## The exercise
Copy out the lines of the entries below, from the line containing "Where can you spot the stadium" through the line containing "341], [1132, 37]]", character for character and with nothing added.

## Data rows
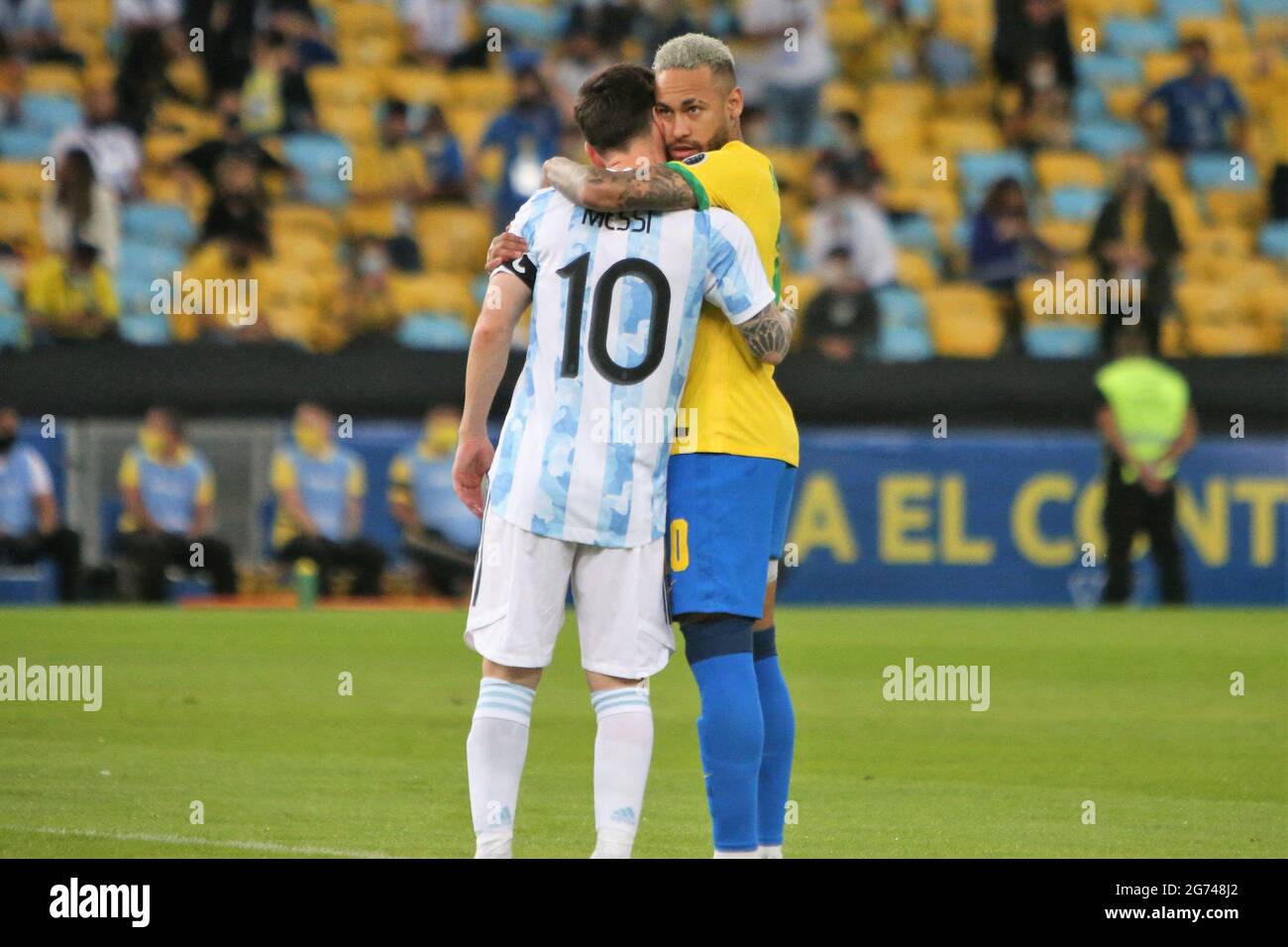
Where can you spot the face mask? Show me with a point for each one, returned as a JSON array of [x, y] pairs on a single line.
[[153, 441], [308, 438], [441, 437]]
--
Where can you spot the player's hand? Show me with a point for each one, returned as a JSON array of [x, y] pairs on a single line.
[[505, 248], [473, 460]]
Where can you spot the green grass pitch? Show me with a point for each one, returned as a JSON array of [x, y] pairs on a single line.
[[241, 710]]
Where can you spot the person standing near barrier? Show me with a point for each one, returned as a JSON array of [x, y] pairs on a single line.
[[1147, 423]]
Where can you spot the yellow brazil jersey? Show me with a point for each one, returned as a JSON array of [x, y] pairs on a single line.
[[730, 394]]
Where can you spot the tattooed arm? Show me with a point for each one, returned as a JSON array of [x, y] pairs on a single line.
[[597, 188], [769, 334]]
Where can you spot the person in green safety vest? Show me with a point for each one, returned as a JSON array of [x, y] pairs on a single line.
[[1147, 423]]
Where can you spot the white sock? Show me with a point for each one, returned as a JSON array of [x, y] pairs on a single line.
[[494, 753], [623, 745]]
---
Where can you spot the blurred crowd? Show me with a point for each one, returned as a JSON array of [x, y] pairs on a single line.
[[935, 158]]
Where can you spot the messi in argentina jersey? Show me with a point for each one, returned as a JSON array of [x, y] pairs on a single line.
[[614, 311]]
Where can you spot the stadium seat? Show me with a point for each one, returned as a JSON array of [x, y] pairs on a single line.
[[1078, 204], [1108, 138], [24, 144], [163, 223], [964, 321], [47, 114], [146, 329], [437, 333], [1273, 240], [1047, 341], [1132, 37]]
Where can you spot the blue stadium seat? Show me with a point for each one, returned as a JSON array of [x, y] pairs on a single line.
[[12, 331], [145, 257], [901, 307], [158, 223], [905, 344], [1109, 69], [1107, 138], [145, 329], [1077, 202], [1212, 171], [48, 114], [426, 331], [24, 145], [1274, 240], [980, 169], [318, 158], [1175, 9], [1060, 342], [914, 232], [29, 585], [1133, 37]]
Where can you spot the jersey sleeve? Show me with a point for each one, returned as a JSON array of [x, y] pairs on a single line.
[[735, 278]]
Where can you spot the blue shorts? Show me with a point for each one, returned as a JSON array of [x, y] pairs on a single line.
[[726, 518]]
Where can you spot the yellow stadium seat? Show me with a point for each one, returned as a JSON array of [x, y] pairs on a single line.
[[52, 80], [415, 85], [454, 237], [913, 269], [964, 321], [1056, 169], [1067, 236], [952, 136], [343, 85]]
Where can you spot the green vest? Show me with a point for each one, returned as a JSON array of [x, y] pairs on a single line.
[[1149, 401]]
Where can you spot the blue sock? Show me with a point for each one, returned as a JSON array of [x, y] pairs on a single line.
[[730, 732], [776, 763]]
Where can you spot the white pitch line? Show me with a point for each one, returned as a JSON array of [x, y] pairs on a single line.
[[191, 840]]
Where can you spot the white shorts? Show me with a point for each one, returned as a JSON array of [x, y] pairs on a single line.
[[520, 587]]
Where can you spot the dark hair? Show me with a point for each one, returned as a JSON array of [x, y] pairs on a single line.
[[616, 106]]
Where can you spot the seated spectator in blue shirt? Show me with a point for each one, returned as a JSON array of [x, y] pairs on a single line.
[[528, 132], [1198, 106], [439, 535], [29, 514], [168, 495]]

## Task response
Where can you spot the stadium seat? Show me with a point for each one, returned as a JSON array of [x, y] pairs on a single line.
[[1078, 204], [1108, 138], [24, 144], [163, 223], [964, 321], [47, 114], [146, 329], [437, 333], [1273, 240], [1047, 341], [1132, 37]]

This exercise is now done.